# Excerpted text:
━━━

In District 2, educators explain their approach to new standards

As an elementary school teacher, Nekia Wise has taken her students to the HomeDepot in Midtown and to a nearby Starbucks to learn about business, communities, and cultures. And when she read the materials the city used to introduce teachers to the Common Core standards last year, those lessons immediately came to mind.

In her view, the new standards represent a teaching point-of-view that she has used with her first, third and fourth grade students for years: a focus on “inquiry-based learning,” which privileges learning opportunities ripe for experimentation and analysis over the rote memorization of facts.

“They learned so much about Africa from learning about where the coffee beans come from. And about the lack of water systems,” she said. “[The Core] made me think about everything that I’ve already tried to do in the classroom with kids along the lines of real-world understanding and implementation.”

She and two Manhattan principals joined city officials and educator Deborah Meier in District 2 on Monday night for a forum to demystify the new curriculum standards for parents who feel the city’s curriculum pilot has left many in the dark about how teaching practices are expected to change. The standards have come under fire  since their inception both for being too vague in some areas and too rigid in others.

Meier, a city educator and the influential author of “the Power of Their Ideas,” said she is particularly concerned that the Core will stifle students’ and teachers’ creativity, by prescribing a strict guide to what they need to learn, when they need to learn it, and how they will be judged using standardized tests.

“The word alignment is not something we ever used to use,” she said. “You’ve set up a situation starting in pre-Kindergarten in which we are all involved in a race.”

Some parents in the audience said they worry the Core would introduce more testing to their lives at young ages, creating an atmosphere of competitiveness and stress. But educators from high-performing Manhattan schools who spoke on the panel said they see plenty of flexibility to the standards, and view them as an outgrowth of lessons they’ve already used in the past.

Wise said that some changes wrought by the Core in her classroom are obvious—students are reading and studying more nonfiction writing, for example—and that the transition was easy. Similarly to how she would ask students to make inferences about characters in a story, she now asks them to make inferences from more expository writings. She said this approach works particularly well with boys in her class, many of whom are predictably more interested in reading about nonfiction subjects, like basketball.

“I know myself, I haven’t pushed that in previous teaching years,” she said.

But she said some of the Core’s demands are more challenging.

For her Core-aligned unit, Wise said she is asking students to think more explicitly about how they construct arguments with their writing. One sample question she shared was the prompt for a recent persuasive essay for fourth-graders: Should students bring lunch from home or eat lunch provided by the school? To answer the question, students are required to write an introduction, state their opinions, provide evidence for their opinions based on what they’ve read in class or experienced, and write a conclusion.

“That can make a fourth-grade teacher go, ‘Oh my goodness, what have I got to teach? This could take me all year,” she said, after reading the lengthy prompt aloud.

━━━

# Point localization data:
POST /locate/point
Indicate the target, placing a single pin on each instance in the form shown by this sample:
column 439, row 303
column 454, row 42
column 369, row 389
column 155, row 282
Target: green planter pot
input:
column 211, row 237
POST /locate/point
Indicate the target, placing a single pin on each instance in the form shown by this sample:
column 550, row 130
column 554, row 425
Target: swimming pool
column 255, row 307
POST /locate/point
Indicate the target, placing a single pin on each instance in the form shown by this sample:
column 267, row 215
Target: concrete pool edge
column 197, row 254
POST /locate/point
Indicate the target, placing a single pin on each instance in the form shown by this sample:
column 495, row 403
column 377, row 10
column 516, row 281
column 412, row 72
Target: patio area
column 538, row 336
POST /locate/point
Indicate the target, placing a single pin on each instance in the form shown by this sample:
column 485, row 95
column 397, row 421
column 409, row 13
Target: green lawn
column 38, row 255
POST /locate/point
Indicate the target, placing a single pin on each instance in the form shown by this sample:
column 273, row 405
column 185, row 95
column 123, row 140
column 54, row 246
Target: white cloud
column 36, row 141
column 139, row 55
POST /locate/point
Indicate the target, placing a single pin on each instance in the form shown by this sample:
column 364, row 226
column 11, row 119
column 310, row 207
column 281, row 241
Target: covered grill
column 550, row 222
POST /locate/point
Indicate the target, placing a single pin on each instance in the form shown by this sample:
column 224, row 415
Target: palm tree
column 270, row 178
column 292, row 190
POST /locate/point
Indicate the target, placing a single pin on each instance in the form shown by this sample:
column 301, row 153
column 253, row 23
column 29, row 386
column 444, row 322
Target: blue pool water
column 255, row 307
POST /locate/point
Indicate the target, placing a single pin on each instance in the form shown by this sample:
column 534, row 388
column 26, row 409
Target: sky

━━━

# Assigned task 1:
In the article on District 2 educators and the new standards, what prompt did Wise give fourth-graders for a recent persuasive essay?
# Assigned task 2:
Pick up the article on District 2 educators and the new standards after its last sentence and keep writing it.

# Answer 1:
Should students bring lunch from home or eat lunch provided by the school?

# Answer 2:
But Wise said the rollout eased her into the new work sufficiently.

“The first time we looked at these was in August at school, fresh off the press, at our professional development days before students entered school,” she said. “So we had four months to sit with this.”

Her principal, Adele Schroeter, said in her view, the Common Core is just a new way of articulating the high expectations also placed on students, teachers and schools. But she also cautioned that the new materials provided by the city and state would not be able to make up for poor teaching.

“They are only going to be as good as the hands of the teachers that they are in,” Schroeter said. “I don’t think there is anything inherently evil about them. But it is also possible for them to be misapplied in a way that feels a lot like raising a bar but not really having a plan for supporting kids in growing.”

The problem would be worse if teachers don’t get the support they need to incorporate the new standards in a way that helps students, she said—an issue that, in her view, the state’s guides have yet to resolve.

“You don’t want the surgeon reading the diagram while he’s operating on you,” Schroeter said.

In similarly wary tones, some city teachers told city and state officials last week that they have not received enough support in implementing the Core so far. But officials responded that this year’s pilot is intentionally open-ended, and teachers should view it as an invitation to experiment.

With that sentiment in mind, Schroeter and Megan Adams, the principal of the city’s Lab School for Collaborative Studies, said they are asking teachers to take extra time to prepare their Common Core-aligned lessons. A major challenge, they said, is that teachers have been told to practice the new standards, but are left to develop their own tools for assessing how well students have learned the material that’s aligned to the standards.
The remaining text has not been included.